**Data for review**:
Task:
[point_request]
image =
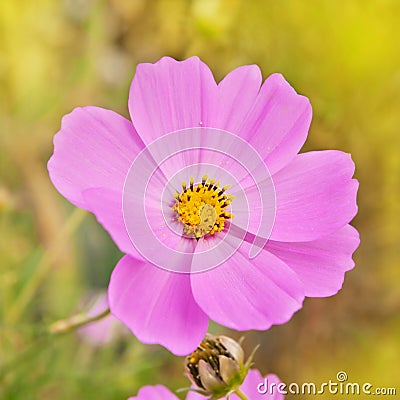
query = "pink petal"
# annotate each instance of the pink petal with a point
(249, 294)
(315, 196)
(157, 392)
(251, 383)
(238, 92)
(94, 148)
(322, 263)
(171, 95)
(106, 205)
(156, 305)
(275, 122)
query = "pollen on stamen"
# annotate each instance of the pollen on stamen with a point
(202, 207)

**Your goal**:
Here the records must be restated exactly, minus any images.

**Output**:
Task:
[point_request]
image =
query = "pink petal"
# annotate each instance of the pink petal with a point
(249, 294)
(315, 196)
(157, 392)
(251, 383)
(238, 92)
(94, 148)
(322, 263)
(171, 95)
(106, 205)
(156, 305)
(275, 122)
query = "pollen on stamen"
# annotate each instance of the pollen on stamen with a point
(202, 207)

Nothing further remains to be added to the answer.